* **GOAL**: Extract each line of the items below that contains the string "strata". Treat uppercase and lowercase as different.

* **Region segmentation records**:
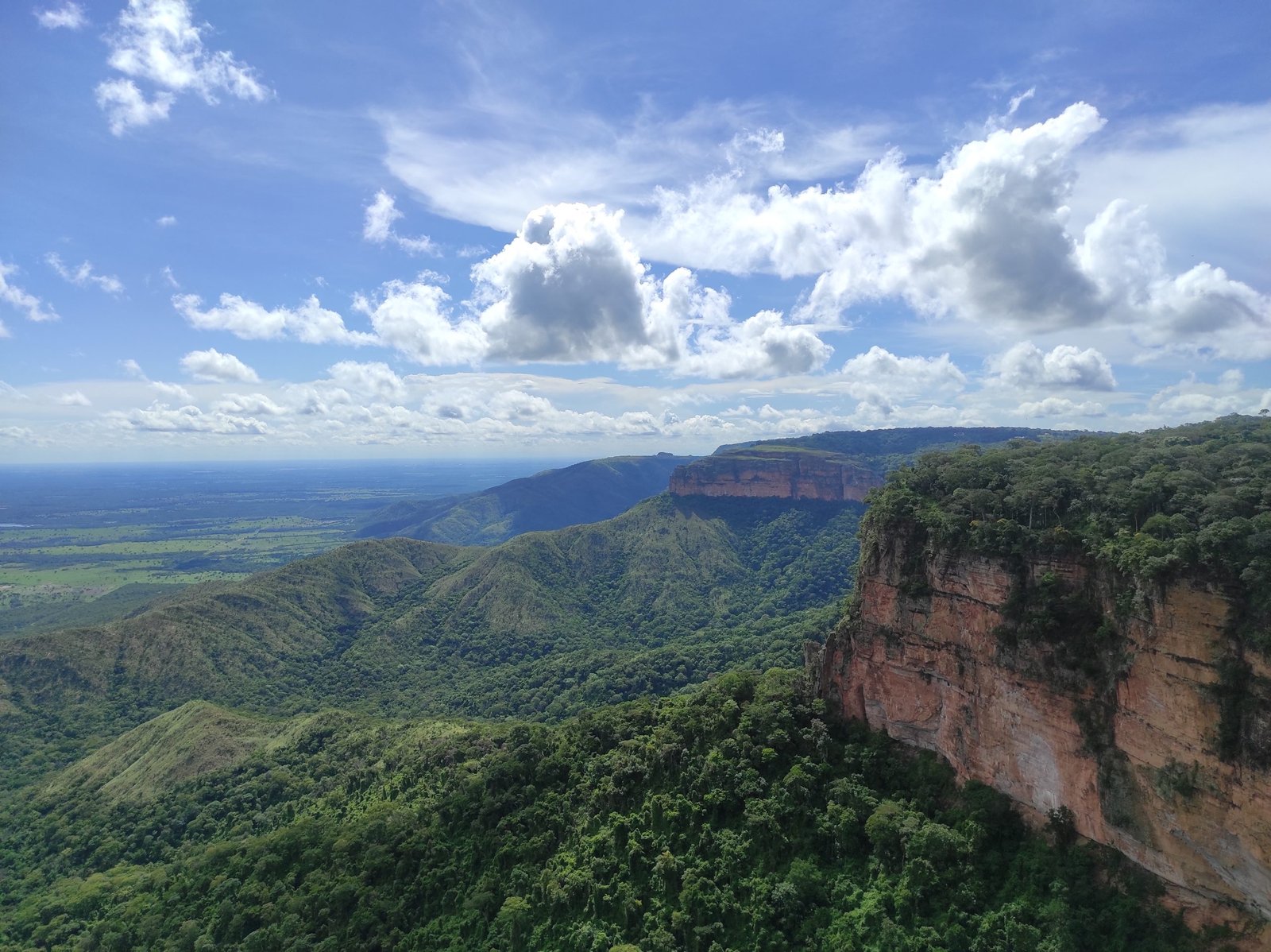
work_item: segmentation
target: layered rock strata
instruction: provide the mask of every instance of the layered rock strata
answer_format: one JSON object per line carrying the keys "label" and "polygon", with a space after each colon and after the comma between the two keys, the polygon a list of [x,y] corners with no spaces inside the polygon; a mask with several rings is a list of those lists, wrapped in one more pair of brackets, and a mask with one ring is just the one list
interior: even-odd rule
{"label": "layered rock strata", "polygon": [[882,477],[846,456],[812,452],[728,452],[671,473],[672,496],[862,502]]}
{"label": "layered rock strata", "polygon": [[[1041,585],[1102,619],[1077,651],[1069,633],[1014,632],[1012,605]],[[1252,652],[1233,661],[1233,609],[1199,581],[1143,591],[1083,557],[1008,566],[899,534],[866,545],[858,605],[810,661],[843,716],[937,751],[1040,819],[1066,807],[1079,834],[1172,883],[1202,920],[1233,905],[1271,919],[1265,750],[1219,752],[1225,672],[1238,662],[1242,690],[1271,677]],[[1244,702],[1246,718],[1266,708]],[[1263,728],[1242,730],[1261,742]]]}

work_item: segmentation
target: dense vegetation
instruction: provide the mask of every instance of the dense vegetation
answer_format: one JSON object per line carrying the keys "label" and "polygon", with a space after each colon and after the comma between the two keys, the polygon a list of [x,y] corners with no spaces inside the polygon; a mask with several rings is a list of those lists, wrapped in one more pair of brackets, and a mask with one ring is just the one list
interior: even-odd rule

* * *

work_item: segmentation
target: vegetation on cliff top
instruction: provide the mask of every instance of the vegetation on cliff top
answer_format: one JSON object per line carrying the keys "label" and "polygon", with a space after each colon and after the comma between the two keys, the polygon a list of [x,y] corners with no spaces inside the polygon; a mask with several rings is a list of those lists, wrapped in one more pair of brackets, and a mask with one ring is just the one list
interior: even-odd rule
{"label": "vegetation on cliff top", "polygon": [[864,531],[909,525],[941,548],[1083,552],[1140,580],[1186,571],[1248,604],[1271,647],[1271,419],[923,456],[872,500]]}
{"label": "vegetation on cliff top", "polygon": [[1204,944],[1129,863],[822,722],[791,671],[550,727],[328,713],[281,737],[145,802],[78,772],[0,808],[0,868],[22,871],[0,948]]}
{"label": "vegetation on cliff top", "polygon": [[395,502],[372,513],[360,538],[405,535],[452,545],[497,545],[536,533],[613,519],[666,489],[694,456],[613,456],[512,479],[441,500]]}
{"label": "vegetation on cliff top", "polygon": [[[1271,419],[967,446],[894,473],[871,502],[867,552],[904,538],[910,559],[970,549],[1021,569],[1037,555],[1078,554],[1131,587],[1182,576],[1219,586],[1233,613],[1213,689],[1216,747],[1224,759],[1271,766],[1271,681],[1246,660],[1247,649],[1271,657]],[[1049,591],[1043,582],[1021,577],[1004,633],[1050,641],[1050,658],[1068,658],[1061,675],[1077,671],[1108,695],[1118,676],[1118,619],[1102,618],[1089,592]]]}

* **FINISHED TASK**:
target: layered rock strata
instruction: provide the mask of every instance of the layered rock strata
{"label": "layered rock strata", "polygon": [[882,477],[846,456],[812,452],[728,452],[671,473],[672,496],[862,502]]}
{"label": "layered rock strata", "polygon": [[[1041,585],[1102,619],[1077,651],[1069,633],[1014,632],[1012,605]],[[1252,652],[1233,661],[1233,609],[1199,581],[1143,591],[1083,557],[1008,566],[899,534],[866,545],[858,605],[810,661],[843,716],[937,751],[1040,819],[1066,807],[1079,834],[1172,883],[1202,920],[1233,905],[1271,919],[1265,750],[1219,752],[1225,672],[1238,662],[1242,690],[1271,677]],[[1244,702],[1246,718],[1266,708]],[[1263,728],[1242,730],[1261,742]]]}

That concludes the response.